**Try it**: Print out the complete set of records below, exactly as they read.

Stored dataset items:
● ● ● ●
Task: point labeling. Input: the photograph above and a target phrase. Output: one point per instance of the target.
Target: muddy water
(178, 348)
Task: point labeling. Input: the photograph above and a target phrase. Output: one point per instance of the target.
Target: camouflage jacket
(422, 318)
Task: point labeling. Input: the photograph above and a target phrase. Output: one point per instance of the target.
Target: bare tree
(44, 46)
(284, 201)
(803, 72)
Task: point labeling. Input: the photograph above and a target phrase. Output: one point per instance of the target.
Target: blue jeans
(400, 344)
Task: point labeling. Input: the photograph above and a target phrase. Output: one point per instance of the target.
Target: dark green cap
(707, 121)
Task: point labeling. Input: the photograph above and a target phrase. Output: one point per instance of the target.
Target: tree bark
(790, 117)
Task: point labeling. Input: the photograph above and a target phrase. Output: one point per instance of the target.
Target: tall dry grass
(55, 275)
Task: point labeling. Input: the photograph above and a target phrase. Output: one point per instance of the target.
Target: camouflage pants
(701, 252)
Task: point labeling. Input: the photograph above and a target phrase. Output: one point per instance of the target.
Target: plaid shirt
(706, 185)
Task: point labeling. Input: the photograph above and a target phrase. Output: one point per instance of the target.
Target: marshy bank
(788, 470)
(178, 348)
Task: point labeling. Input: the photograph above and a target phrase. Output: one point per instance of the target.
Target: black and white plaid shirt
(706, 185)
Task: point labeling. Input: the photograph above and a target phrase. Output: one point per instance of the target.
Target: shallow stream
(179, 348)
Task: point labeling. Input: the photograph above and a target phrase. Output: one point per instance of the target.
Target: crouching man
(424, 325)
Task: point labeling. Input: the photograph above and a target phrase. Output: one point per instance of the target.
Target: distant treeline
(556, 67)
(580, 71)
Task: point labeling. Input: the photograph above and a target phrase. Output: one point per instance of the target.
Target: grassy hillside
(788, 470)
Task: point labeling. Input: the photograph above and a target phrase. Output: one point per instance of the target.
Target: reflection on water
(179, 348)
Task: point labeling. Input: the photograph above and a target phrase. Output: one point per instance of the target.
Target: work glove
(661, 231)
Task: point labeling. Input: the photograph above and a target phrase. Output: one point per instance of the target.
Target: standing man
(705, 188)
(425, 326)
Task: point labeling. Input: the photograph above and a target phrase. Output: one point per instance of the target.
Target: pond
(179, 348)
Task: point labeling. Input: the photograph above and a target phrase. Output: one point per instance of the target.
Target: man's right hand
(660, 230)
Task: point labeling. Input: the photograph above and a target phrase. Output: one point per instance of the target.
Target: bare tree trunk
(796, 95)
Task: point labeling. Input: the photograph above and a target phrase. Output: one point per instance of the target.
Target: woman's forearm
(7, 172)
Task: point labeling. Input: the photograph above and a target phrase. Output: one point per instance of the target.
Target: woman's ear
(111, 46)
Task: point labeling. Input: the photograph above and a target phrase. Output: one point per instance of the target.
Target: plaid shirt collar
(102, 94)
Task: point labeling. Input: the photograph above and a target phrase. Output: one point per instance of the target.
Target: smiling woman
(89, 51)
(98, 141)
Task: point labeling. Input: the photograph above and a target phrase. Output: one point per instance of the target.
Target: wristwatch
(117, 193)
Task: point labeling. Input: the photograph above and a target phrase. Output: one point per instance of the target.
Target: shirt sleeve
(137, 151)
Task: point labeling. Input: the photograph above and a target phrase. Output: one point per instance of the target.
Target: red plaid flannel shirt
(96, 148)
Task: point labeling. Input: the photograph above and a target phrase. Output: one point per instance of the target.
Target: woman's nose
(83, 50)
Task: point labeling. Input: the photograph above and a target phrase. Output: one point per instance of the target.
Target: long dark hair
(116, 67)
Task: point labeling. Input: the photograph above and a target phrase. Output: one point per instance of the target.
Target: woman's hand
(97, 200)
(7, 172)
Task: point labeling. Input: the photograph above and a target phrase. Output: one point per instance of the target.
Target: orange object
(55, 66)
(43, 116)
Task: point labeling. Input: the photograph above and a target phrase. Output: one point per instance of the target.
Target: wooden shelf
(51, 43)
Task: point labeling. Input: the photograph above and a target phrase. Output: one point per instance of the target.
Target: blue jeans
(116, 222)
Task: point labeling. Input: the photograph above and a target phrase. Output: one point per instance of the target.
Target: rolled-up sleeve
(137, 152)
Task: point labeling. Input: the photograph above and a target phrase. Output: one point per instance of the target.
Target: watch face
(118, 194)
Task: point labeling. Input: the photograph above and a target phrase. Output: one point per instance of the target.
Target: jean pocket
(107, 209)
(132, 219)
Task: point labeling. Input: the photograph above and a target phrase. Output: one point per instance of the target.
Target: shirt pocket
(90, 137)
● ● ● ●
**Exercise output**:
Task: point labeling. Input: the photograph above and a target phrase. Output: one point per instance of the target.
Target: muddy water
(178, 348)
Task: point labeling. Input: the photograph above and a target phrase. Output: one point per instance of the target.
Target: camouflage jacket
(422, 318)
Task: point labeling. Input: the photograph above and a target phrase. Output: one point per instance of the target.
Target: bare tree
(44, 46)
(284, 201)
(803, 72)
Task: point labeling. Input: the photograph above and a target phrase. Output: one point per instance of the target.
Target: blue jeans
(400, 344)
Task: point labeling. Input: the photograph above and a target phrase. Output: one point per instance of the target.
Target: dark green cap
(707, 121)
Task: point labeling. Input: the photograph above and a target phrase. Output: one point per instance of the target.
Target: tree bark
(790, 117)
Task: point labeling. Input: the photograph above and a target phrase. Output: one point per instance of the target.
Target: tall dry grass
(55, 275)
Task: point labeling. Input: the photograph above and a target phrase. Output: one point per instance of the target.
Target: camouflage pants
(701, 252)
Task: point labeling. Input: the photograph above and a target phrase. Output: one point per instance of the target.
Target: plaid shirt
(706, 185)
Task: point labeling. Input: the photograph above and a target phrase. Output: one point per instance of the target.
Target: marshy bank
(788, 470)
(178, 348)
Task: point labeling. Input: the photograph above and a target phrase. Output: one point per instance of the target.
Target: black and white plaid shirt
(706, 185)
Task: point labeling. Input: the photograph above and a target phrase. Output: one point per instance of the target.
Target: shallow stream
(179, 348)
Task: point labeling. Input: the photograph above and a target phrase. Output: one point per instance of the target.
Target: crouching man
(424, 325)
Task: point labeling. Input: the photograph above and a target phrase. Output: one point per instance of the target.
Target: distant treeline
(556, 67)
(580, 71)
Task: point labeling. Input: the photograph above and a target phrase. Output: one point per instance of the target.
Target: grassy hillside
(788, 470)
Task: point labeling. Input: the photograph above and a target phrase. Output: one point per instance of the target.
Target: reflection on water
(179, 348)
Task: point labeling. Input: the photograph above and a target phrase. Output: one point per instance of the target.
Target: work glove
(661, 231)
Task: point labeling. Input: the photograph above and a target phrase. Output: one point per instance of the target.
Target: standing man
(705, 188)
(425, 326)
Task: point labeling. Input: the photograph above and a target phrase. Output: one point per instance of the target.
Target: pond
(179, 348)
Task: point labeling. Input: the photograph above and a target phrase. Output: one point per instance of the target.
Target: man's right hand
(660, 230)
Task: point labeling. Input: the photograph above and a target phrase. Output: one point per instance of the target.
Target: bare tree trunk
(796, 95)
Task: point labeling. Input: the photograph above and a target phrase. Output: one point per instance of the target.
Target: woman's forearm
(7, 172)
Task: point labeling. Input: the photograph above and a target phrase. Output: one point per instance of the target.
Target: woman's ear
(111, 46)
Task: point labeling. Input: the photograph above and a target phrase. Output: one point per instance of the target.
Target: plaid shirt collar
(102, 94)
Task: point labeling. Input: the photograph above and a target phrase. Output: one point per instance of the target.
Target: smiling woman
(89, 51)
(98, 141)
Task: point labeling. Input: the photograph above and a target phrase. Output: one point per instance of the target.
Target: wristwatch
(117, 193)
Task: point labeling. Input: the photograph above and a target phrase. Output: one point per instance of the target.
Target: shirt sleeve
(137, 151)
Task: point labeling. Input: the photograph above and a target phrase. Output: one point per instance of the target.
Target: red plaid flannel shirt
(96, 148)
Task: point labeling. Input: the photograph above and a target phrase. Output: one point per instance of the target.
Target: woman's nose
(83, 50)
Task: point labeling. Input: the photograph above and a target phrase. Output: one point per instance of the target.
Target: long dark hair
(116, 67)
Task: point labeling. Input: the photograph above and a target phrase. Output: one point per instance of the target.
Target: woman's hand
(97, 200)
(7, 172)
Task: point labeling. Input: the photograph above and a target phrase. Output: one point per instance of the target.
Target: orange object
(55, 66)
(43, 116)
Task: point labeling. Input: the photograph above and a target phrase. Output: one point per instance of the target.
Target: wooden shelf
(51, 43)
Task: point labeling. Input: the photograph above and a target phrase. Output: one point per instance of the target.
Target: blue jeans
(116, 222)
Task: point labeling. Input: the photograph above and a target phrase. Output: one point per instance of the target.
Target: rolled-up sleeve
(137, 152)
Task: point labeling. Input: the photograph above and a target phrase. Output: one point per instance of the target.
Target: watch face
(118, 194)
Task: point labeling. Input: the photograph above and a target phrase. Output: one point per instance of the target.
Target: jean pocket
(107, 209)
(132, 219)
Task: point labeling. Input: the photograph above and a target phrase. Output: one point per instance of the target.
Target: shirt pocket
(90, 137)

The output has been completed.